- WORK REQUIRED -
Please copy the records below line for line, omitting the pictures.

- ENTRIES SHOWN -
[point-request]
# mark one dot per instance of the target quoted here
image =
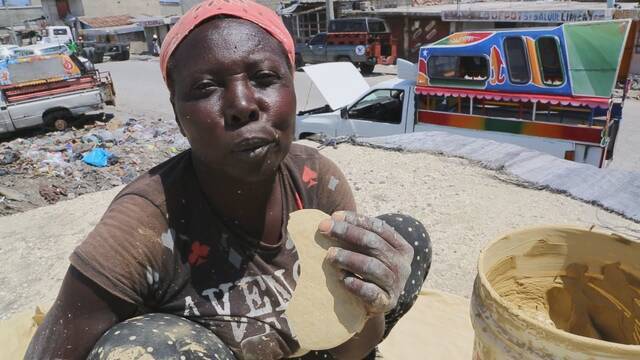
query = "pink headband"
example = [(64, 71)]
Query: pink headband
[(243, 9)]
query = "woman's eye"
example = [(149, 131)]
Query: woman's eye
[(205, 85), (265, 78)]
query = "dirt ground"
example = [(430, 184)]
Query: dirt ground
[(462, 205)]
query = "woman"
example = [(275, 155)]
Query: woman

- COMPLETE RESPONSE -
[point-request]
# mark one dot per instance of the target quoted here
image =
query = "pink headband"
example = [(64, 71)]
Query: pink headband
[(243, 9)]
query = "woman's eye"
example = [(149, 131)]
Query: woman's eye
[(205, 85), (265, 78)]
query = "dirt ground"
example = [(430, 184)]
Query: dirt ground
[(462, 205)]
query = "woman"
example = [(275, 155)]
Query: woman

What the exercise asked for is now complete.